— Begin —

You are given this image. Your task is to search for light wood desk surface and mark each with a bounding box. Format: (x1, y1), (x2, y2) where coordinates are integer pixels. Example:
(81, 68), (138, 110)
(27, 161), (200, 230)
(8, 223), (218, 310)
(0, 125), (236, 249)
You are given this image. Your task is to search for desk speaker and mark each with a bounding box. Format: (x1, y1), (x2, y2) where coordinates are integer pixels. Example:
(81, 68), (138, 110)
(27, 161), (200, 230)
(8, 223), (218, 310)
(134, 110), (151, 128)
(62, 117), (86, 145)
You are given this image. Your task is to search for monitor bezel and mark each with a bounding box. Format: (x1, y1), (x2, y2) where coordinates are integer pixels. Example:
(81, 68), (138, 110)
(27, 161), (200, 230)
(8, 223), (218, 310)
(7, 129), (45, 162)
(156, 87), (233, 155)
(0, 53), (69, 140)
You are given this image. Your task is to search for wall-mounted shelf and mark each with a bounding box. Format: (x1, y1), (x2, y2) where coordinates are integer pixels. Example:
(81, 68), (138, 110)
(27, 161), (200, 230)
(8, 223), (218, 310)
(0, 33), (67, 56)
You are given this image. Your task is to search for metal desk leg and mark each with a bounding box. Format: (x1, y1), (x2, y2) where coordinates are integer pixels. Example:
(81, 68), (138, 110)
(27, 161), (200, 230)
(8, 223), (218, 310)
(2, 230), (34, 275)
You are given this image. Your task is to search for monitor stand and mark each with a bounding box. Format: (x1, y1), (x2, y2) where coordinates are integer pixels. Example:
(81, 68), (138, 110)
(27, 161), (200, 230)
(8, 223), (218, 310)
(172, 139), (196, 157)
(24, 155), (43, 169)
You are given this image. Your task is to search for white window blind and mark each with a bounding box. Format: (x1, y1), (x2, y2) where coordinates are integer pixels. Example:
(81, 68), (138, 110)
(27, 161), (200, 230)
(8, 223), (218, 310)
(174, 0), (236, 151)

— End —

◆ **Brief**
Present every line of the listing above as a numbered list, omitting any blank lines.

◆ **Reply**
1. You are given this image. Your task is to search for light wood desk surface and mark each with a bounding box. Format: (x1, y1), (x2, y2) where coordinates are integer pixels. Example:
2. (81, 68), (138, 110)
3. (27, 161), (200, 230)
4. (8, 223), (218, 310)
5. (0, 125), (236, 249)
6. You are given this image. Your task is to search for desk speaker and mark each with a bounding box. Format: (x1, y1), (x2, y2) where coordinates are integer pixels. Example:
7. (81, 68), (138, 110)
8. (27, 161), (200, 230)
9. (8, 223), (218, 310)
10. (134, 110), (151, 128)
11. (62, 117), (86, 145)
12. You are given this image. Your task is to search for monitor bezel and mark each with a bounding box. Format: (x1, y1), (x2, y2) where coordinates are integer pixels. Example:
13. (81, 68), (138, 110)
14. (27, 161), (200, 230)
15. (8, 223), (218, 310)
16. (7, 129), (45, 162)
17. (156, 87), (233, 155)
18. (0, 53), (69, 140)
19. You are given this image. Your task is to search for wall-mounted shelf and mark each with a bounding box. Format: (x1, y1), (x2, y2) where coordinates are integer pixels. Example:
20. (81, 68), (138, 110)
21. (27, 161), (200, 230)
22. (8, 223), (218, 310)
23. (0, 33), (67, 56)
24. You are given this image. Your task is to search for metal desk leg and mark each with a bounding box. Format: (x1, y1), (x2, y2) where coordinates are integer pixels. Example:
25. (81, 68), (138, 110)
26. (27, 161), (200, 230)
27. (8, 223), (218, 310)
28. (2, 230), (34, 275)
29. You are given this image. Your task is to search for monitor stand and mark each with a bounding box. Format: (x1, y1), (x2, y2) where coordinates are integer pixels. Example:
30. (81, 68), (138, 110)
31. (27, 161), (200, 230)
32. (8, 223), (218, 310)
33. (172, 139), (196, 157)
34. (24, 155), (43, 169)
35. You are given this image. Your task is to search for white window blind and mark each with a bounding box. Format: (x1, y1), (x2, y2) where coordinates are integer pixels. Example:
36. (81, 68), (138, 110)
37. (27, 161), (200, 230)
38. (8, 223), (218, 310)
39. (174, 0), (236, 151)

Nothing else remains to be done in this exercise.